▶ **Given exercise**: Copy the passage of the contribution analysis text between "Contribution analysis models also" and "query execution time.", inclusive.

** Begin Quoted text **

To create a contribution analysis model in BigQuery ML, you provide the model with a single table that contains rows of both a control set of baseline data and a test set to compare against the control, a metric to analyze (e.g. revenue), and a list of contributors (e.g. product_sku, category, etc.). The model then identifies important slices of data identified by a given combination of contributor values, which we refer to as segments.
There are two different types of metrics you can analyze with contribution analysis: summable metrics and summable ratio metrics. Summable metrics summarize each segment of the data by aggregating a single measure of interest, such as revenue. Summable ratio metrics analyze the ratio between two measures of interest, such as earnings per share.
Contribution analysis models also offer pruning optimizations by default so you can get to insights faster through the Apriori pruning algorithm. Given a minimum support value, the model can prune the search space and quickly find relevant segments. The support value measures a segment’s size relative to the rest of the population. Pruning segments with low support values allows you to focus on the largest segments, while decreasing the query execution time.
A step-by-step example
Let’s find key contributors of liquor sales with a summable contribution analysis model. In this example, we create a contribution analysis model to find key contributors that lead to changes in the ‘total_sales
‘ metric between 2020 and 2021 in the Iowa liquor sales public dataset in BigQuery:
Step 1. Create the input dataset
Contribution analysis models take a single table as input. First, create a new table with the both the control data from 2020 and the test data from 2021, with the following columns:
- store_name: Name of the store that ordered the liquor
- city: City where the store that ordered the liquor is located
- vendor_name: The vendor name of the company for the brand of liquor ordered
- category_name: Category of the liquor ordered
- item_description: Description of the individual liquor product ordered
- total_sales: Total cost of the liquor ordered
- is_test: Whether the order is a part of the 2020 control data (false), or the 2021 test data (true)

** End Quoted text **
** Begin Given records **

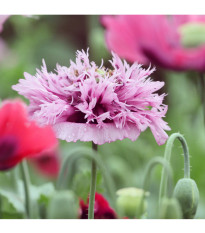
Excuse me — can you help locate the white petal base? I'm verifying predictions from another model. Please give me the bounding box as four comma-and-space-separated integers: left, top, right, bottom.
53, 122, 140, 145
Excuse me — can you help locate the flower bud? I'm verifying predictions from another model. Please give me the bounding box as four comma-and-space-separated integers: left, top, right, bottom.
48, 190, 79, 219
159, 198, 182, 219
174, 178, 199, 218
117, 188, 148, 218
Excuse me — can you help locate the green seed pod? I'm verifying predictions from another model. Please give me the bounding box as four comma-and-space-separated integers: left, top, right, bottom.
48, 190, 79, 219
117, 188, 148, 218
159, 198, 182, 219
174, 178, 199, 218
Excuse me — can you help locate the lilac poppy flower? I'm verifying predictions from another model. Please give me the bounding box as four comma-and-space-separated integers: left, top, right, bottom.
13, 51, 170, 145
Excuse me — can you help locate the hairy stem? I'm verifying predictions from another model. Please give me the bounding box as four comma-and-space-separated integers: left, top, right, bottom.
138, 157, 173, 217
56, 147, 116, 209
20, 161, 31, 218
159, 133, 190, 204
88, 142, 97, 219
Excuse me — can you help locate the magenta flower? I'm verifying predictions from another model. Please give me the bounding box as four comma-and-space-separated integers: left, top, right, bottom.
13, 51, 170, 145
101, 15, 205, 71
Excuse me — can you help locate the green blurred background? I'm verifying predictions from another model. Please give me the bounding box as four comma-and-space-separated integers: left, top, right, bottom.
0, 15, 205, 218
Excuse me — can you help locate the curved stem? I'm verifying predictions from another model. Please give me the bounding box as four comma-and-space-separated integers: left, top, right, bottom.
88, 142, 97, 219
199, 73, 205, 123
159, 133, 190, 202
56, 147, 116, 209
20, 161, 31, 218
140, 157, 173, 213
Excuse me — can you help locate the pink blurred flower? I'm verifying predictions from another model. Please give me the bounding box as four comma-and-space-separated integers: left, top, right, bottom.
79, 193, 117, 219
13, 48, 170, 145
0, 100, 57, 170
101, 15, 205, 71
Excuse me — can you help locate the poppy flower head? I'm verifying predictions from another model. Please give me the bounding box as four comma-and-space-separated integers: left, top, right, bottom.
13, 51, 170, 145
0, 100, 57, 170
101, 15, 205, 71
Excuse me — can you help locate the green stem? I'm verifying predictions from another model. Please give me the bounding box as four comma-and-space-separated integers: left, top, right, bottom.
20, 161, 31, 218
138, 157, 173, 217
159, 133, 190, 203
199, 73, 205, 124
88, 142, 97, 219
56, 147, 116, 212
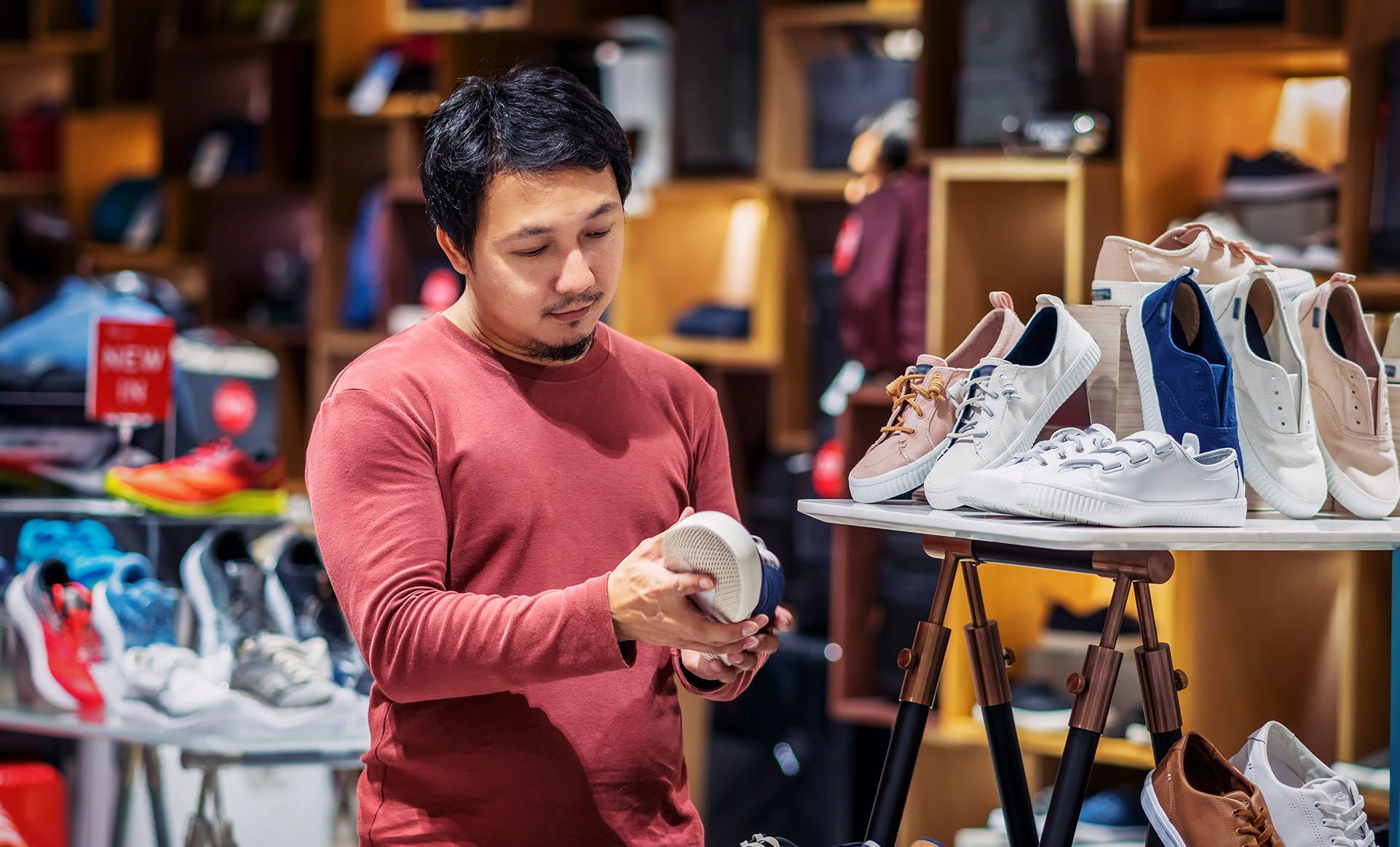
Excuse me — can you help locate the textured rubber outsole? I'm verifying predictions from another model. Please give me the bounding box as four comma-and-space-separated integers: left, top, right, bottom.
1236, 425, 1327, 521
1142, 773, 1186, 847
1016, 482, 1245, 526
845, 447, 941, 503
1127, 293, 1166, 433
106, 474, 287, 518
1318, 437, 1396, 521
924, 338, 1103, 509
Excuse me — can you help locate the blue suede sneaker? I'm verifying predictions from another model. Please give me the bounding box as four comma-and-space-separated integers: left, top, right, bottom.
1127, 267, 1239, 455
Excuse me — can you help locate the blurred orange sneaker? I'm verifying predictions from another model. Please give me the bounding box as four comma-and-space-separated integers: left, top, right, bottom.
106, 438, 287, 515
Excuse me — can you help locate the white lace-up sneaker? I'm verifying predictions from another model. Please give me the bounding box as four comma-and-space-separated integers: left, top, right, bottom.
924, 294, 1100, 508
957, 424, 1115, 518
1016, 433, 1245, 526
1206, 269, 1327, 520
1230, 721, 1376, 847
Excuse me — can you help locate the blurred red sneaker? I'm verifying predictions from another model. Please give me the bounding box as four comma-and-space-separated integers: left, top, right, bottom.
4, 559, 103, 711
106, 438, 287, 515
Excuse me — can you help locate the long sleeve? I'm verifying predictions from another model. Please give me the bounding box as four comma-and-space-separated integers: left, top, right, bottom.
671, 391, 764, 700
307, 389, 638, 703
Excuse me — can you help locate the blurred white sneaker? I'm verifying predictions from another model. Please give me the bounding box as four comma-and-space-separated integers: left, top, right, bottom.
1230, 721, 1376, 847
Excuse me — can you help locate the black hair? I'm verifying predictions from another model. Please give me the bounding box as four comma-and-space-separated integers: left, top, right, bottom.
423, 67, 631, 262
4, 206, 79, 285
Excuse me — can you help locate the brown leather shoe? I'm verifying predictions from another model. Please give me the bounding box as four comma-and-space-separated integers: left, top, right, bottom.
1142, 732, 1284, 847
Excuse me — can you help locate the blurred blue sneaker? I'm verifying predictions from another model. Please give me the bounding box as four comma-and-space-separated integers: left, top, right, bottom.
15, 518, 151, 588
92, 557, 181, 656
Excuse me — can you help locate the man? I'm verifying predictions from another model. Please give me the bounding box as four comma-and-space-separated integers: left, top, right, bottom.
307, 63, 791, 847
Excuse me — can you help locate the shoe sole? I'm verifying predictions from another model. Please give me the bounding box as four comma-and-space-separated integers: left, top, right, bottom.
924, 338, 1103, 509
1016, 482, 1245, 526
179, 535, 223, 655
845, 441, 944, 503
106, 476, 287, 518
4, 574, 79, 711
1284, 291, 1400, 521
1142, 773, 1186, 847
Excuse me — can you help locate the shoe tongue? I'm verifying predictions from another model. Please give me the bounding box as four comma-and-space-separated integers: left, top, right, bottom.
1152, 224, 1195, 250
1303, 777, 1356, 806
1221, 791, 1250, 808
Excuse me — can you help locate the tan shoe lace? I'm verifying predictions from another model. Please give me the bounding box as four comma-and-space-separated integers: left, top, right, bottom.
879, 374, 948, 435
1173, 221, 1273, 265
1235, 803, 1284, 847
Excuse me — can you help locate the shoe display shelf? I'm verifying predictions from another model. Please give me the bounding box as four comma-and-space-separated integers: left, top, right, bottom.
927, 154, 1120, 350
0, 706, 370, 847
798, 500, 1400, 847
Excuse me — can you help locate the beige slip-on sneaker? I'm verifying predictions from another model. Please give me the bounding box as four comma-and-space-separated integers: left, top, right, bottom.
848, 291, 1025, 503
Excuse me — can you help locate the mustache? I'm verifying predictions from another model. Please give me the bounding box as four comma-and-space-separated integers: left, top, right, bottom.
545, 291, 604, 315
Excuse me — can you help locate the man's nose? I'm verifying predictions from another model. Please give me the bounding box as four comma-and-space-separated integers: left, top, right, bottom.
557, 249, 593, 294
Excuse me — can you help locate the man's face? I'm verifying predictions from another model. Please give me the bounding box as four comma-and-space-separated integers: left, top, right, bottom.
438, 168, 623, 361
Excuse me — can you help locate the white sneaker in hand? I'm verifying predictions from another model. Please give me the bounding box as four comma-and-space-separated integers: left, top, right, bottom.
957, 424, 1116, 518
1230, 721, 1376, 847
924, 294, 1100, 508
1016, 433, 1245, 526
1206, 269, 1327, 520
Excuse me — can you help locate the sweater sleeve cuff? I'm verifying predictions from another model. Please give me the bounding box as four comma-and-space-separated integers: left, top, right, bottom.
566, 574, 637, 673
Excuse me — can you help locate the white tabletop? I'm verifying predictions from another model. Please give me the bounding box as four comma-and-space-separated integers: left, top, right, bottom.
796, 500, 1400, 550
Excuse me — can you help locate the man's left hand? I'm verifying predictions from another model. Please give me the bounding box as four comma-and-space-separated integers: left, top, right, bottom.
681, 606, 792, 683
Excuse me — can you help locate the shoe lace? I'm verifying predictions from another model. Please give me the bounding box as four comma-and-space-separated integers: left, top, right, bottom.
1235, 803, 1284, 847
951, 371, 1021, 442
1313, 780, 1376, 847
1011, 427, 1113, 468
879, 374, 948, 435
1060, 435, 1172, 470
1174, 221, 1273, 265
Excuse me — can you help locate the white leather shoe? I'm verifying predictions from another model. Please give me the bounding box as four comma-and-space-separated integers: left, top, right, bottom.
1016, 433, 1245, 526
924, 294, 1099, 508
1206, 269, 1327, 518
1230, 721, 1376, 847
957, 424, 1116, 518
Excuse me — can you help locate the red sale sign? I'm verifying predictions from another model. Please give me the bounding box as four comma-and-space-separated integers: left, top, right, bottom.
87, 318, 175, 424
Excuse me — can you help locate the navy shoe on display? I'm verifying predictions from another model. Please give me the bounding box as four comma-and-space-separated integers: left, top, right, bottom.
1127, 267, 1239, 455
267, 535, 373, 694
179, 528, 277, 655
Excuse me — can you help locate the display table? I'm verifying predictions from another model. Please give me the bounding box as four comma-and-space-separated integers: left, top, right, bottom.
798, 500, 1400, 847
0, 706, 370, 847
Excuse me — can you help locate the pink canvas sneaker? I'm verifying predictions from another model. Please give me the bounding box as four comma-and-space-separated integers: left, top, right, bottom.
1286, 273, 1400, 518
848, 291, 1025, 503
1091, 223, 1315, 305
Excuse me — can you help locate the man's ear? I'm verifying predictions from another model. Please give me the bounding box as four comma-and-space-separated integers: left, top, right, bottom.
437, 227, 472, 277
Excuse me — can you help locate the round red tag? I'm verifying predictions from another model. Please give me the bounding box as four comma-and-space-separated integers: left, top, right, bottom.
213, 379, 258, 435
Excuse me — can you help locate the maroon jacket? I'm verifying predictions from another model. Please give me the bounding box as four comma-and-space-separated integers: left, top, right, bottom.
833, 172, 928, 374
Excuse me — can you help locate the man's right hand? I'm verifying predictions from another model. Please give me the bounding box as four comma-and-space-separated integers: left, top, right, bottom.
608, 508, 759, 655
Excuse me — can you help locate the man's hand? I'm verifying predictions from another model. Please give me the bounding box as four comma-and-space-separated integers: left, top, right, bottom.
608, 508, 763, 653
681, 606, 792, 683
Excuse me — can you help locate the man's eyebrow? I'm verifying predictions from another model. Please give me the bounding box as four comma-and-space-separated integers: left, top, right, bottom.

** End Given records **

▶ **Written answer**:
Contribution analysis models also offer pruning optimizations by default so you can get to insights faster through the Apriori pruning algorithm. Given a minimum support value, the model can prune the search space and quickly find relevant segments. The support value measures a segment’s size relative to the rest of the population. Pruning segments with low support values allows you to focus on the largest segments, while decreasing the query execution time.